> **What to do**: Reproduce the data below with "beard" renamed to "facial hair" and nothing else altered. Omit the pictures from your answer.

> **Annotated coordinate records**:

--

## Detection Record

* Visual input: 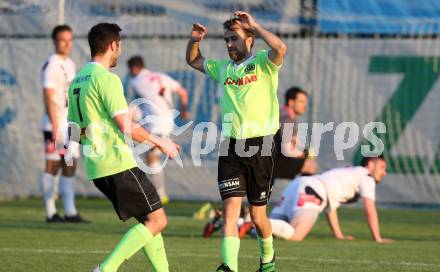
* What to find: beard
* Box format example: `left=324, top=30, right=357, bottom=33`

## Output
left=110, top=58, right=118, bottom=68
left=228, top=49, right=246, bottom=62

--

> **Correct output**:
## Detection Record

* Visual input: 
* What to find: facial hair
* Box format example: `left=324, top=30, right=357, bottom=33`

## Output
left=110, top=58, right=118, bottom=68
left=228, top=49, right=246, bottom=62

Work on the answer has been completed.